- EXERCISE REQUIREMENTS:
Lines holding the string "head": copy each one from the listing below.

- DATASET CONTENT:
....................
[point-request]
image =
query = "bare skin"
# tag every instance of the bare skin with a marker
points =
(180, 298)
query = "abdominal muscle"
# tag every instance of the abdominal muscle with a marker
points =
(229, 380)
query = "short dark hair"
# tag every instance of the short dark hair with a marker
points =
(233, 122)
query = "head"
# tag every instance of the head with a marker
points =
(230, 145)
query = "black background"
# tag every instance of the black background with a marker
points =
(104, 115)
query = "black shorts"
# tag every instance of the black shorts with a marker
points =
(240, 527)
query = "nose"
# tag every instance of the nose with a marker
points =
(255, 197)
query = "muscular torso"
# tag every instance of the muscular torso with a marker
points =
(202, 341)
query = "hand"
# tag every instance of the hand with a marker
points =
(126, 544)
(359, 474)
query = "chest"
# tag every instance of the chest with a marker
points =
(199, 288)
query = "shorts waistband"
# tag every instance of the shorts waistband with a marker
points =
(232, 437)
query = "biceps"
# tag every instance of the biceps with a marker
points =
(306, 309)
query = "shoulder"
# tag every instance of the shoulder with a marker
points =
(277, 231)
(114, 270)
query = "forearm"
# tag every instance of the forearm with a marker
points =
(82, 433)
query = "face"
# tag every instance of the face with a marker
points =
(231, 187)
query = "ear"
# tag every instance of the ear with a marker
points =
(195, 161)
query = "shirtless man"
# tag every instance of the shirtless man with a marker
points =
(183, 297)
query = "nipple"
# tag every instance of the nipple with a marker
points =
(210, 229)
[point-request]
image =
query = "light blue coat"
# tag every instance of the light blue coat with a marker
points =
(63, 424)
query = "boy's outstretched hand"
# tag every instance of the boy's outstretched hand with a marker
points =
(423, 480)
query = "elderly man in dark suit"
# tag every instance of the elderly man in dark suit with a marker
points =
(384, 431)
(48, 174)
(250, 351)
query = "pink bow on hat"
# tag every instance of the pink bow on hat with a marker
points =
....................
- SOLUTION:
query = "head"
# tag every instance of the head with a marker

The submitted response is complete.